:: TASK DIRECTIONS ::
Count how many lines in the items below contain the word "leaf", and reply with only that number.

:: THE RECORDS ::

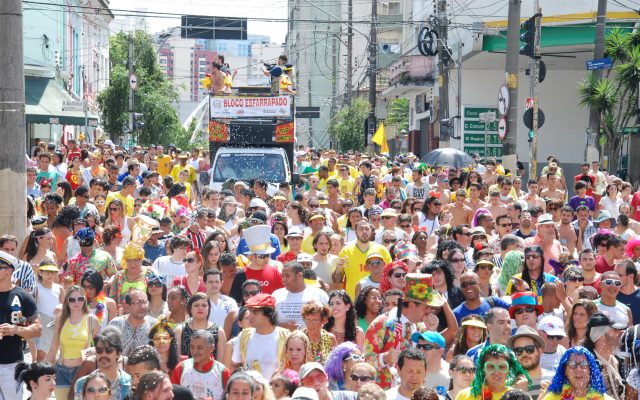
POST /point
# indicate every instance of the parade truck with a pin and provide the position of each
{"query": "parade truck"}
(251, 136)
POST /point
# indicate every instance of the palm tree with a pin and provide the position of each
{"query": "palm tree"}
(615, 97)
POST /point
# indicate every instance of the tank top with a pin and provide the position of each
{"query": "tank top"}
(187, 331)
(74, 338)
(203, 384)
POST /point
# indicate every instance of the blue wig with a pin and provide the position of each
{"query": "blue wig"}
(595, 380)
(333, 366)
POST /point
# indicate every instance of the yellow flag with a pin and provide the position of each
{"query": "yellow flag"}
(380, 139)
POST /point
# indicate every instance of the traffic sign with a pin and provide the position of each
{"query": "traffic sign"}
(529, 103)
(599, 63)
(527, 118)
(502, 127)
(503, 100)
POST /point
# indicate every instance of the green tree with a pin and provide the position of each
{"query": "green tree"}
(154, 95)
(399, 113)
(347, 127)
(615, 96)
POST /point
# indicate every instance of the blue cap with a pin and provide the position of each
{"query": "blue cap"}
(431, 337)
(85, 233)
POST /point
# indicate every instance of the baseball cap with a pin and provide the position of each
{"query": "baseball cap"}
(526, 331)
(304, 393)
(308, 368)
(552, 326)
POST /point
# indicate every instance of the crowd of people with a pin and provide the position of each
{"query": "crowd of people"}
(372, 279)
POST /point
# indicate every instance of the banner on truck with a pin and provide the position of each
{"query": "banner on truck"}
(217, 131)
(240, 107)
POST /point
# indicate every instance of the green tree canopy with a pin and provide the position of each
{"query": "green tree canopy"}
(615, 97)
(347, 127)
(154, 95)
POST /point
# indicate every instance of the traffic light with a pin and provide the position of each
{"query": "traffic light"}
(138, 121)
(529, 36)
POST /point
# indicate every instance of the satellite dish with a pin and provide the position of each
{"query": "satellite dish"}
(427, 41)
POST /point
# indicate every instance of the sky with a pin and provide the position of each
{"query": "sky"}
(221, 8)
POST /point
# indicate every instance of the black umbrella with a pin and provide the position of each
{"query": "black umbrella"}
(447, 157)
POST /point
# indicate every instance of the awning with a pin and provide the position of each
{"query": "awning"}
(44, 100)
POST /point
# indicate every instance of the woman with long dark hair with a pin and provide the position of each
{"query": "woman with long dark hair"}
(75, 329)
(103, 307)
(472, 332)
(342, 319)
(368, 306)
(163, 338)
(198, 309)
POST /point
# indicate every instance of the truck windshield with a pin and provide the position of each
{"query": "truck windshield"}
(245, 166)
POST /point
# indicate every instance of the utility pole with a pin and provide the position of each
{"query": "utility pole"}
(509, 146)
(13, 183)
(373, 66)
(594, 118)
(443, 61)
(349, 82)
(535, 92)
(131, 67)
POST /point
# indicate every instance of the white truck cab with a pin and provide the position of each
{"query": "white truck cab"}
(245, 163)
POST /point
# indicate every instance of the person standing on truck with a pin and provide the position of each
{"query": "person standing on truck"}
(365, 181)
--
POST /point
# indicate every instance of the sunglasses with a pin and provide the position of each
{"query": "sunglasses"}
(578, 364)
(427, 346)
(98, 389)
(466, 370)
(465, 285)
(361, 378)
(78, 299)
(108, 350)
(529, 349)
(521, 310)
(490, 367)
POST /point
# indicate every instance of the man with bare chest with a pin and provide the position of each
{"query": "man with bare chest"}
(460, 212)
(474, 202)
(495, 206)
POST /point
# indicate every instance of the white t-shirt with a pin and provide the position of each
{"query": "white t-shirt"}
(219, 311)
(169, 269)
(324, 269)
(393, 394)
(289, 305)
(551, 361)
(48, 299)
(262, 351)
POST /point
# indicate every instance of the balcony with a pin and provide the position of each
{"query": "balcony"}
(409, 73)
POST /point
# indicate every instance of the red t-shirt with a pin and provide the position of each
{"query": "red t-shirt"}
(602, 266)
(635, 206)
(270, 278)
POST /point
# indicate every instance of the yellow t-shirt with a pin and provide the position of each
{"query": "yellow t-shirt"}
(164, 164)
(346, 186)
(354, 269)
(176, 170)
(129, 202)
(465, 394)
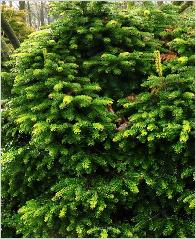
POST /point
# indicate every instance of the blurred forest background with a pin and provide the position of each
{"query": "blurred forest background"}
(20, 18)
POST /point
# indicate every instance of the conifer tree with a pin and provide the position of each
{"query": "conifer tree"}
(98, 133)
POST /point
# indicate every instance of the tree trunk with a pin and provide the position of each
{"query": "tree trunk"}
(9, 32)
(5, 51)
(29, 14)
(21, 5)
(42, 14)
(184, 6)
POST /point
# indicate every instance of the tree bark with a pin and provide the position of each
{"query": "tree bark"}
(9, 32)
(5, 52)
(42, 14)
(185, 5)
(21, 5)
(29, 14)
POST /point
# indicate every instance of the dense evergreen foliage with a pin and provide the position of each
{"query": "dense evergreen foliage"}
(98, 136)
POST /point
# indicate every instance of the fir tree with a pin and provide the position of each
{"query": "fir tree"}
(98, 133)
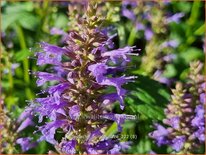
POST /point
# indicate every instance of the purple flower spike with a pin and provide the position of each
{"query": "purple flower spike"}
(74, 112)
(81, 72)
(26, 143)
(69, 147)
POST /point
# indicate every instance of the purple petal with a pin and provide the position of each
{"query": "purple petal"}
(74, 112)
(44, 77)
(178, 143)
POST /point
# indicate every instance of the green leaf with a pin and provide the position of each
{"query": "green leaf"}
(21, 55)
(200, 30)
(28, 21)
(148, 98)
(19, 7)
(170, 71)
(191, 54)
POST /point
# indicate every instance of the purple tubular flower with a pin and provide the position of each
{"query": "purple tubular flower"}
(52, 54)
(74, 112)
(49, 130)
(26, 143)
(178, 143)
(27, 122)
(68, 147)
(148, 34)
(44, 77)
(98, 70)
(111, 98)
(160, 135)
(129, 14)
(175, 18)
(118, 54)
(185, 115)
* * *
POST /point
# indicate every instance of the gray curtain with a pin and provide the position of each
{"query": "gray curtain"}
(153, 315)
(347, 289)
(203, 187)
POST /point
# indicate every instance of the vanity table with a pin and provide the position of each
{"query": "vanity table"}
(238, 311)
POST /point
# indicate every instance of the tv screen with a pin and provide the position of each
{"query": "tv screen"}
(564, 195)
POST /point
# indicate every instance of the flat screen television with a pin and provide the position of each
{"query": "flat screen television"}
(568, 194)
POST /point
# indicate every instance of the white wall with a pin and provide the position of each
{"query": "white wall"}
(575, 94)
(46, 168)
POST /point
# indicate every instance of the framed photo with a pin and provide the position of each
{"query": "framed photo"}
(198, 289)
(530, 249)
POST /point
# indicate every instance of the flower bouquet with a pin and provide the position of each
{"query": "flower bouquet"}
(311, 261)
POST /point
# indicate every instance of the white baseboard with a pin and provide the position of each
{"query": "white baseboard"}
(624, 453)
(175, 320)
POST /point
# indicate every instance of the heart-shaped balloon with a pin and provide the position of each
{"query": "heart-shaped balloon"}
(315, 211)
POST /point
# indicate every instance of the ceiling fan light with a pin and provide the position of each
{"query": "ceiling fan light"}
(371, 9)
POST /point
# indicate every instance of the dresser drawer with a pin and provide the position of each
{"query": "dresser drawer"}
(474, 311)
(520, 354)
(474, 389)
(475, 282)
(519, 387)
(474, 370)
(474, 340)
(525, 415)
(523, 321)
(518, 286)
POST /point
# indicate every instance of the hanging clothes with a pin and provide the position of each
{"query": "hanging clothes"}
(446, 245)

:: TASK ANSWER ::
2